What you have to do » Please give back, character for character, the rows from the line containing "query | woman's leg" through the final line of the rows, both ends included.

Supplied records »
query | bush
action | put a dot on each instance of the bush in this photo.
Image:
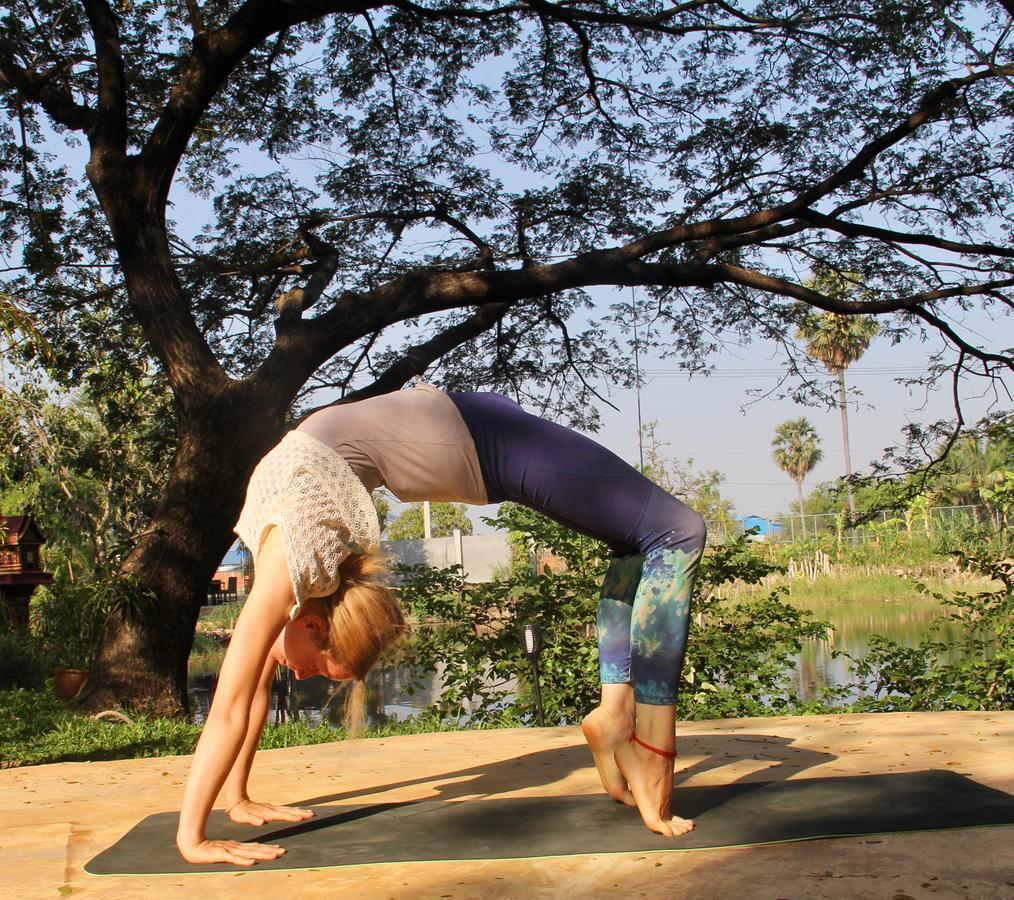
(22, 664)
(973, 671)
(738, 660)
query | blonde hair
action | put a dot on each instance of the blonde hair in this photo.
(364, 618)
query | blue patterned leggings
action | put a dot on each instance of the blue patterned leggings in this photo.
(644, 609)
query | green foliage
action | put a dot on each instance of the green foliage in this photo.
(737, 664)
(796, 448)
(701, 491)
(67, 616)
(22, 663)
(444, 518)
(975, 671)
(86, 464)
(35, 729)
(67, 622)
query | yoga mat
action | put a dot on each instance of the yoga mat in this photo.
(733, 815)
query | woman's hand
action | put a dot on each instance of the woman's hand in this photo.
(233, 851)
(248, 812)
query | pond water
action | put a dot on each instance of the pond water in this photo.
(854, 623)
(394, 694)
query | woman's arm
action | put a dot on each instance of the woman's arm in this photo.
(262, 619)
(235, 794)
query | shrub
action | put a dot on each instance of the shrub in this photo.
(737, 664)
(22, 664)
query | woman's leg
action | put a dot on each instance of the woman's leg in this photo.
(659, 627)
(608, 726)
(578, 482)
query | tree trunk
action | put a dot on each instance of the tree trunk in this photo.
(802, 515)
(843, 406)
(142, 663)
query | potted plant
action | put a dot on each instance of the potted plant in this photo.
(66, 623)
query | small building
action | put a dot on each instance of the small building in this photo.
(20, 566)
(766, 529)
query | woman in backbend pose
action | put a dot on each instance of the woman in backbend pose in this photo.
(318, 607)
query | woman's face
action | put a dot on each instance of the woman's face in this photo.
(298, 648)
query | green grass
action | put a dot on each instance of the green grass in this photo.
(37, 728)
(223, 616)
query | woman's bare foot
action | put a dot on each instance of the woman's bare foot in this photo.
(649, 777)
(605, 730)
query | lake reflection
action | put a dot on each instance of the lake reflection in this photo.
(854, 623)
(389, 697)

Solution to the problem »
query | woman's leg
action | put a dot on each instance of the woman's leg in this photo.
(659, 627)
(608, 726)
(578, 482)
query | tree trunk
action | put a dot on each instance of the tree trunk in this photo.
(802, 515)
(843, 406)
(142, 663)
query | potted plant
action | put a dot on each instance of the potted plant in this photo.
(66, 623)
query | small building
action | put a dot on each instance of the small building in this photo.
(20, 566)
(766, 529)
query | woman in backbend pose
action | put a dot on each instance of the woman in backbend pose in this photo.
(318, 607)
query | woman's face
action | put a dot on each instance of the woman's face in this photo.
(298, 648)
query | green grass
action | put a dot on each instance of the green grass in this photo.
(37, 728)
(223, 616)
query | woman's bare foot
action | put a dot on each instance of the woman's bare foot in this photo.
(649, 777)
(605, 730)
query | lake reflection
action | put a dot on each instance of the lake reflection in this photo.
(854, 623)
(389, 697)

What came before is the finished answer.